Task item A :: Check each of the following statements against the mule deer hunt account. For each, answer yes or no and quote the exact words that decide it. (i) By the fourth day, the hunters had seen 13 deer in total. (ii) One of the deer they saw was a 150 class buck. (iii) The tag was for hunting on private land.
Task item B :: Write the next part of the mule deer hunt account, starting after its final sentence.

Source extract ::

──────────

I knew better, applying for a public land, buck only, desert mule deer tag.  I was enticed by the hunt dates and DNR’s Public Relations Officer.  With prospects of a well managed herd, by day four, 100 man hours of hunting later, Dad and I had only observed 13 total deer.  A spike, 11 adult does and a fawn.  Hunting approximately 10-12 square miles, we only observed about one deer per square mile.  Not to good for my anticipation of wanting to look over at least 10 bucks over the course of the trip, with a goal of a 150 class or better.  Trying to wrap our heads around the situation, we concluded that reproduction must be down, buck harvest pressure is high and the DNR is allocating to many tags on this public ground.  Despite the numbers, the country was beautiful and the cook’n great.  Mom joined us on this trip and offered great company along with evenings of culinary delight.

──────────

Stored data ::
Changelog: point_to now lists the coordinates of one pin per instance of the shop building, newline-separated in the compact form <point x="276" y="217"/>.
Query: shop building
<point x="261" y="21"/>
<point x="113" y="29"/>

──────────

Written answer A ::
(i) Yes: "by day four, 100 man hours of hunting later, Dad and I had only observed 13 total deer."
(ii) No: "A spike, 11 adult does and a fawn."
(iii) No: "applying for a public land, buck only, desert mule deer tag."

Written answer B ::
On the final day, we woke to a crisp clear morning.  As we were gathering our gear in the morning dusk, this hunter’s perpetual
habit of looking to the horizon line, saved me.  I spotted the silhouette of a buck head and antlers on a distant high ridge.  After a quick double take, I quickly glassed to confirm and continued arranging my gear.  “Mom, there is buck on the ridge looking at us, don’t act like you see him”.  Quickly a plan was formulated and I was off on a stalk.  Mom and Dad remained and continued to glass.  I headed off up an adjacent drainage to come in behind the deer.  No sooner after I had left, the buck bedded.  An hour or so later, I was on the ridge above, looking back down to the canyon bottom, I could still see my folks hidden and glassing back my way.  So the buck must still be here.  I waited patiently ready, moving only when gusts of wind concealed any noise, ever ready to make a shot.  After long minutes pass, you question whether the buck is still there or has move on.  As the sun crest the ridge, wind became questionable.  I held tight, for I knew he could not tolerate the direct sun for long.  Back aching in a crouched position, he appear, walking the contour below me.  Remaining frozen, his posture read of slight alarm as he scanned the terrain ahead.  He began moving again, I shouldered the TC Pro Hunter slowly.  At 80 yards off handed, the crosshairs rotating this full chest, I took a slow breath, calming the nerves and bring the zero to a 6″ circle. The gun fired without thought taking out the heart for a clean quick finish.

In the end we only saw 2 bucks in 5 days, a hard earned desert muley for sure.  We aged him a 3.5 years old, fit and in good body condition.  The buck’s belly was full of shrub browse.  Not the biggest buck, but he will take a proud place on my wall and fill my plate for Sunday dinners to come.